Please pick up the statement on tobacco tax below and continue it from where it stops.

Passage for review
****

The government has no reason to reduce tobacco tax

The Consumers’ Association of Penang (CAP) urges the government not to entertain any suggestion to reduce tobacco taxes. The authorities must remember that Malaysia is a party to the World Health Organization Framework Convention on Tobacco Control (WHO FCTC), ratifying it in 2005. As such Malaysia should abide by WHO FCTC Article 6 which requires the countries to “implement the simplest and most efficient system that meets their public health and fiscal needs”.

Taxing tobacco is the most effective way to discourage smoking. Moreover, it does not make sense to reduce taxes because of an increase in purported smuggling activities. If there are smuggling activities taking place, the government should consider beefing up smuggling surveillance and increasing the penalties for the illegal activities instead of reducing tobacco tax to discourage smuggling.

Reducing tobacco taxes is similar to legalizing more gambling outlets just to discourage people from patronising illegal ones, thereby deviating from the main objective of stopping people from gambling altogether. In fact, reducing tobacco tax will cause more people to take up smoking and to smoke more. Tax reduction breeds the misconception that ‘legal’ conventional tobacco products (e.g. cigarettes, and cigars), heated tobacco products (HTP), and electronic nicotine delivery systems (ENDS) are less dangerous.

Since nicotine is as addictive as heroin and cocaine, all nicotine-containing products should be regulated as other drugs. Nicotine is a Class C poison under the Malaysian Poisons Act 1952 which means that nicotine-containing products must only be dispensed by licensed personnel. The government should, therefore, tighten control on nicotine-based products such as by requiring all retail outlets to apply for a license.

****

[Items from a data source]
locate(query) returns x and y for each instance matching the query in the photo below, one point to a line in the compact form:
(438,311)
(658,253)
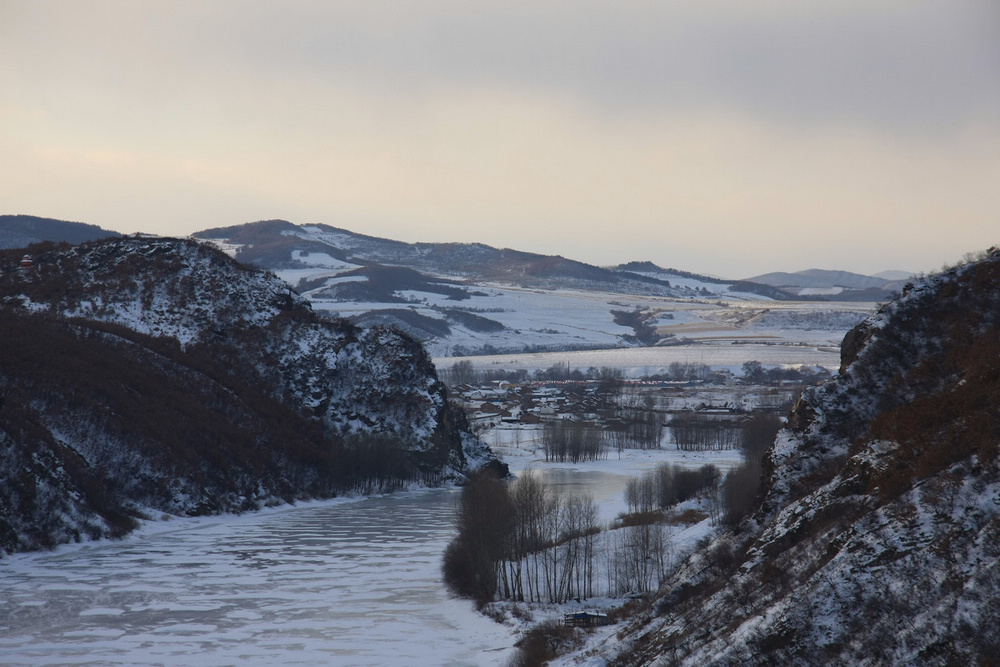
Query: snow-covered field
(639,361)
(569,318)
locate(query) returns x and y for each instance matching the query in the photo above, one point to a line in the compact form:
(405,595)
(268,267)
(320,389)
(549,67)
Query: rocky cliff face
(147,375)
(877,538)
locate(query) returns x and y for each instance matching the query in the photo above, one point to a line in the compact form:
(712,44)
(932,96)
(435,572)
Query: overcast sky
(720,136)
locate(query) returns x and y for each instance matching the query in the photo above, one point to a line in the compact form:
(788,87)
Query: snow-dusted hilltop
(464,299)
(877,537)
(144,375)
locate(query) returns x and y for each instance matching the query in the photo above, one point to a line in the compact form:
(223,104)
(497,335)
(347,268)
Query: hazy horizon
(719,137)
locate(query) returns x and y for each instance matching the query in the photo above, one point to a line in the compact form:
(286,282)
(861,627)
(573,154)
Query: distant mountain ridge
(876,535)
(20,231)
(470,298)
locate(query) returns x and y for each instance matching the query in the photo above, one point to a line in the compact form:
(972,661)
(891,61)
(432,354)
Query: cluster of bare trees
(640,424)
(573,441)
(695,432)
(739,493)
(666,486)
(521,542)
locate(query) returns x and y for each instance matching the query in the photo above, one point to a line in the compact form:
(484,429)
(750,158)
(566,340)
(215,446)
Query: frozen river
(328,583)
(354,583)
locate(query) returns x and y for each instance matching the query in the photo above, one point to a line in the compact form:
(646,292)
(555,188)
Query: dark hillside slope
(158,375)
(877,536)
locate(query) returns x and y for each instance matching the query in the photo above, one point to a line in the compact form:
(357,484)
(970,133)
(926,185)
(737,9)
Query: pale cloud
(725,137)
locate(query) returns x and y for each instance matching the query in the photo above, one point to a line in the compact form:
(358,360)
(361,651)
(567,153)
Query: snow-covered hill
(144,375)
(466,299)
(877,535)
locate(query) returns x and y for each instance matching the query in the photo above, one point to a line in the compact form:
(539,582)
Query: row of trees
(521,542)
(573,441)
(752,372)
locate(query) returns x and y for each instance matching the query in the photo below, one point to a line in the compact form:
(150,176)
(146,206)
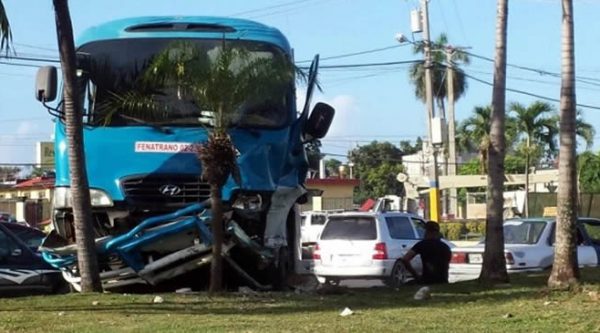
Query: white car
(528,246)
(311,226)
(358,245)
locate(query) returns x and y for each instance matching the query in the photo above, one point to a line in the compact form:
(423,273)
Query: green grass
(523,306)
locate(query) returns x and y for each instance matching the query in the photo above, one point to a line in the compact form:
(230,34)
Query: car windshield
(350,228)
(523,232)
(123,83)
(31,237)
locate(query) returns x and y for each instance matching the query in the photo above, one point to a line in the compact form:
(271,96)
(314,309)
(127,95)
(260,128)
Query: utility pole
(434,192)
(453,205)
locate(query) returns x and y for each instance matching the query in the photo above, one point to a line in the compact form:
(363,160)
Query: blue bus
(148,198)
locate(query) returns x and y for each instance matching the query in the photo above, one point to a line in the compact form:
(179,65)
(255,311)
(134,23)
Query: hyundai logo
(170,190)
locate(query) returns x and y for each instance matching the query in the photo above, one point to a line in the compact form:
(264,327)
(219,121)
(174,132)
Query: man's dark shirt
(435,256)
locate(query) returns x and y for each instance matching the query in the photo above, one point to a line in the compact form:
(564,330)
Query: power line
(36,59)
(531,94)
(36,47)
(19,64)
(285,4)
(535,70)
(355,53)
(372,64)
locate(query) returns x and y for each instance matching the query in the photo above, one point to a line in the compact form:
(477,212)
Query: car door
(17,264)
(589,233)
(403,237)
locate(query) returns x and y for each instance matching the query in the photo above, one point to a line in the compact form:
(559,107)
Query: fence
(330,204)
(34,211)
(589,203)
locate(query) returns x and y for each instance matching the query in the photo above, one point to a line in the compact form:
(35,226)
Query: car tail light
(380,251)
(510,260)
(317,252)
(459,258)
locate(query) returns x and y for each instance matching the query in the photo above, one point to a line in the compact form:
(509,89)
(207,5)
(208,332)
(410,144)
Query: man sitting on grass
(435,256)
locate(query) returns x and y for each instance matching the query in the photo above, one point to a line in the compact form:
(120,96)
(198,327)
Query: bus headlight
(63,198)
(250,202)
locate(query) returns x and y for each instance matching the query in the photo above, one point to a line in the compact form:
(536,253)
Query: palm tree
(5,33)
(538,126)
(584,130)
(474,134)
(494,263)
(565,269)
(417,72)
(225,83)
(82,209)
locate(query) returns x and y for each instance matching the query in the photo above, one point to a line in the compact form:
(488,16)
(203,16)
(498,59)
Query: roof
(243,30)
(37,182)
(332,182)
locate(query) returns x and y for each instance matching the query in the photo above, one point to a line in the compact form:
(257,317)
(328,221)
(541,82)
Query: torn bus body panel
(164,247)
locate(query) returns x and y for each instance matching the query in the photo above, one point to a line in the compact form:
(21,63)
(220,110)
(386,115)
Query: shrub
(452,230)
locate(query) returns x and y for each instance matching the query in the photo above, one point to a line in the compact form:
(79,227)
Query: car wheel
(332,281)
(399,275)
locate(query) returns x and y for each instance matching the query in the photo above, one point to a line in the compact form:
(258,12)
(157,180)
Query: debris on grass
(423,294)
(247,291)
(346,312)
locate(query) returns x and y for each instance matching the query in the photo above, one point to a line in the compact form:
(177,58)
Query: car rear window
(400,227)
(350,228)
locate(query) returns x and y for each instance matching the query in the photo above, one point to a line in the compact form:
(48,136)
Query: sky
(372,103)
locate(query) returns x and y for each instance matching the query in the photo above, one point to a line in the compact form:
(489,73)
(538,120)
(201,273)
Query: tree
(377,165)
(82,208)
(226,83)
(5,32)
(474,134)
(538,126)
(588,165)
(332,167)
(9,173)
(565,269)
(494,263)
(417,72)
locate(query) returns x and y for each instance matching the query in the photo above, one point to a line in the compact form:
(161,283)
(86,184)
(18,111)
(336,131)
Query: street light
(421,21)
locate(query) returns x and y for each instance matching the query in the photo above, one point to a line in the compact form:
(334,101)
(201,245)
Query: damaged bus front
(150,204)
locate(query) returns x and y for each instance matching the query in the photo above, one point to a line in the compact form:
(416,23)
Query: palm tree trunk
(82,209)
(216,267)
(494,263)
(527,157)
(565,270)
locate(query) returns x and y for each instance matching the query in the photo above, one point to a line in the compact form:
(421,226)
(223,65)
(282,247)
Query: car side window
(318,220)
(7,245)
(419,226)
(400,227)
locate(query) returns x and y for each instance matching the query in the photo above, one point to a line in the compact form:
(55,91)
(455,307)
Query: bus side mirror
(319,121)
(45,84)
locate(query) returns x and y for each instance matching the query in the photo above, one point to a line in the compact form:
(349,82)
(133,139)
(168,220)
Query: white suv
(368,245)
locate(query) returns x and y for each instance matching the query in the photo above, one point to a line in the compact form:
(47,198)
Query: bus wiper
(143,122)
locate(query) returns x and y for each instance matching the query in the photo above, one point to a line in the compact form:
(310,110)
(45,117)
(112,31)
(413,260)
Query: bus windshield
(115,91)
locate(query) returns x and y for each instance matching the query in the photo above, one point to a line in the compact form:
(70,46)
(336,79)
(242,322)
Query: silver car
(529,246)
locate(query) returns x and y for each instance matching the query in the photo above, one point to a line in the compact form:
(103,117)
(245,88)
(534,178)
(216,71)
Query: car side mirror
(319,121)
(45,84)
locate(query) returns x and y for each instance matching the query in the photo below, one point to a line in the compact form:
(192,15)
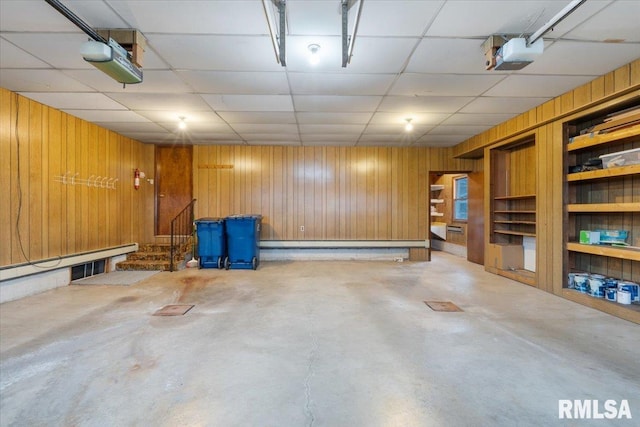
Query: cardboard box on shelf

****

Answer space
It is easier for the government to control their sale in this way because anybody who sells such products without a valid license will be committing an offense.  It will also help the government to get fiscal gain from licensing fees. Moreover, it is possible to control the distance of the retail outlet from places such as schools or hospitals.

The government should increase tobacco taxes and make use of the money for public health purposes. In 2012, the ‘sin tax’ collected from cigarettes and tobacco products was RM3.28 billion; in 2014, RM3.42 billion; and in 2017, RM3.94 billion. It is a significant amount that can be put to good use as by improving the quality of our health care and accesses to it.

The World Bank recommends that the total tax burden should be 66% to 80% of the retail price, and more recently, the WHO has recommended that at least 70% of retail price should consist of excise duty. Hence, we recommend that the government stay true to the WHO FCTC guidelines and adopt long-term tax and price policies to meet its public health and fiscal needs.